* Set exercise A
Transcribe the part of the King John text below starting with "The story of King John and The Wash" and going on through "across The Wash.".
* Set exercise B
In the King John text below, rewrite the paragraph beginning "John was not a popular king with his barons" as a short bulleted list that keeps its main facts.

* Source document
>> START

The story of King John and the loss of his treasure in The Wash, is one for the ages. It might look like a damp paddock, but there is a real possibility that some of King John’s crown jewels, and in some ways even more important written records, are buried somewhere in the wide expanse.
The Wash is a large tidal inlet in Norfolk in the UK. You can see it in the image below.

The story of King John and The Wash has to begin with John and the last few years of his reign. He was an unpopular king, for a number of reasons. I have looked at John’s reign in the light of the Magna Carta before, but I will cover the salient points here, as it is important to understanding how John ended up in Norfolk in 1216, sending his baggage train across The Wash.
John was not a popular king with his barons. He wasn’t the first king to have disputes with his barons, both his father (Henry II) and his older brother (Richard I) had dealt with baronial rebellion, but the situation came to a head under John. Most of John’s failings in kingship were personal, he was inconsistent and could be very vindictive if he perceived himself wronged. He also inherited a country that was in debt, due to his brother’s crusade and the ransom that had had to be paid for Richard’s release when he was captured on the way home. It also didn’t help that John lost most of the Plantagenet lands in what is now France. This, not only put some of his barons in a difficult position of owing homage to the French King for their lands in France, but also gave John more time to focus on England. This is only the briefest of snapshots of the problems of King John’s reign. Suffice it to say that by the time our story begins, John had been forced to seal the Magna Carta (which actually had very little affect at the time) and was in retreat, because the barons had nominated Prince Louis of France as their choice of King and Louis was on English soil fighting for the kingship.

>> END

* Records
>> START

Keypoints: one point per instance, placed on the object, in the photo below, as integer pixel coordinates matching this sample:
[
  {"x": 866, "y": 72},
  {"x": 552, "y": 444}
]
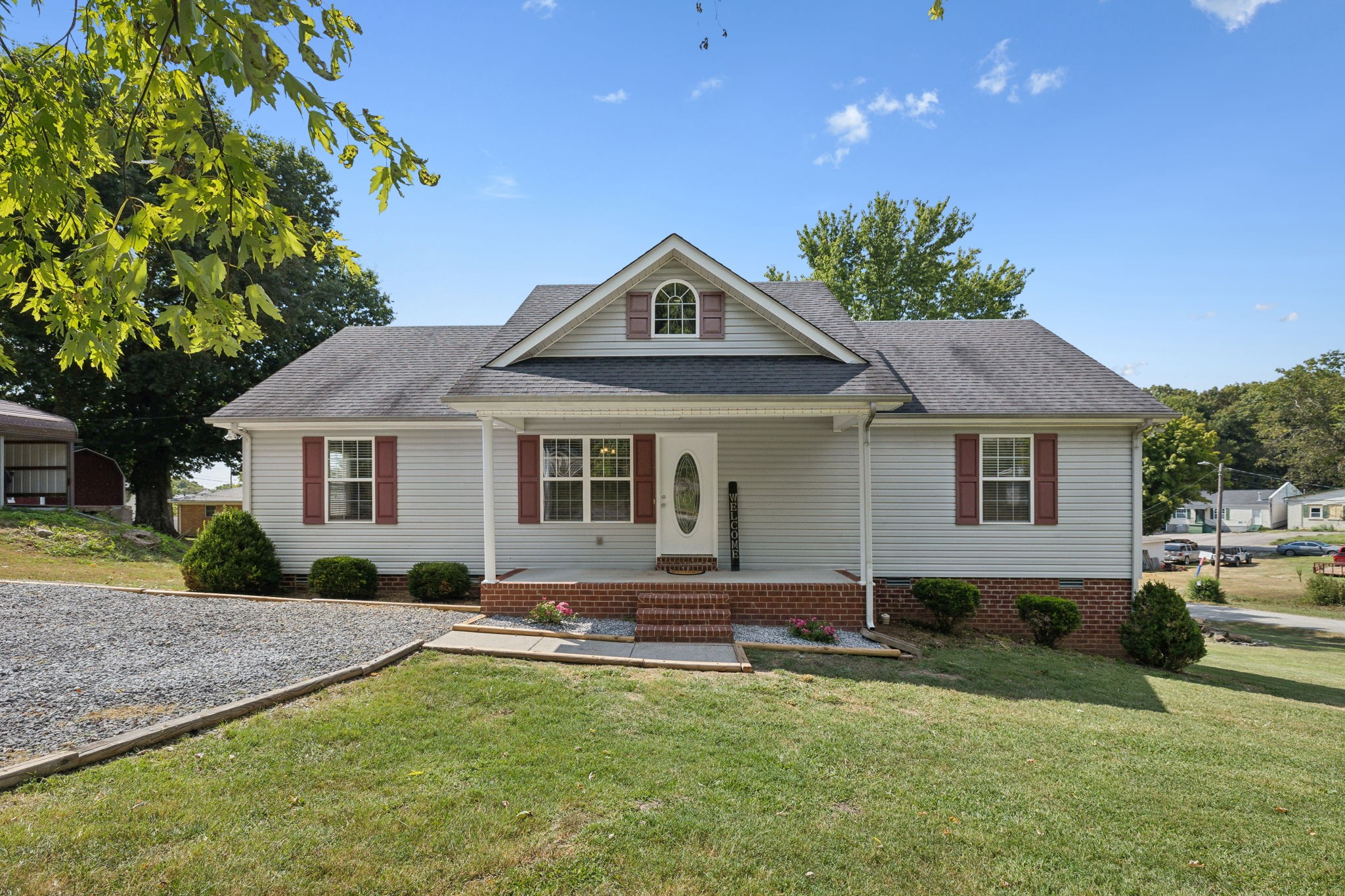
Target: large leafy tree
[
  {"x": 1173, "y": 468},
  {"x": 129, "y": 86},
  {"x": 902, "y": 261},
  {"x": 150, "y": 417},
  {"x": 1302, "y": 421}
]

>> END

* Correct output A
The story of King John and The Wash has to begin with John and the last few years of his reign. He was an unpopular king, for a number of reasons. I have looked at John’s reign in the light of the Magna Carta before, but I will cover the salient points here, as it is important to understanding how John ended up in Norfolk in 1216, sending his baggage train across The Wash.

* Correct output B
- John was unpopular with his barons. His father, Henry II, and his brother, Richard I, had also faced baronial rebellion, but the situation came to a head under John.
- Most of his failings as king were personal: he was inconsistent and could be very vindictive when he felt wronged.
- He inherited a country in debt because of Richard's crusade and the ransom paid for Richard's release after his capture on the way home.
- He lost most of the Plantagenet lands in what is now France. This left some barons owing homage to the French King for their French lands and gave John more time to focus on England.
- By the time the story begins, John had been forced to seal the Magna Carta, which had very little effect at the time. He was in retreat because the barons had chosen Prince Louis of France as king, and Louis was fighting for the kingship on English soil.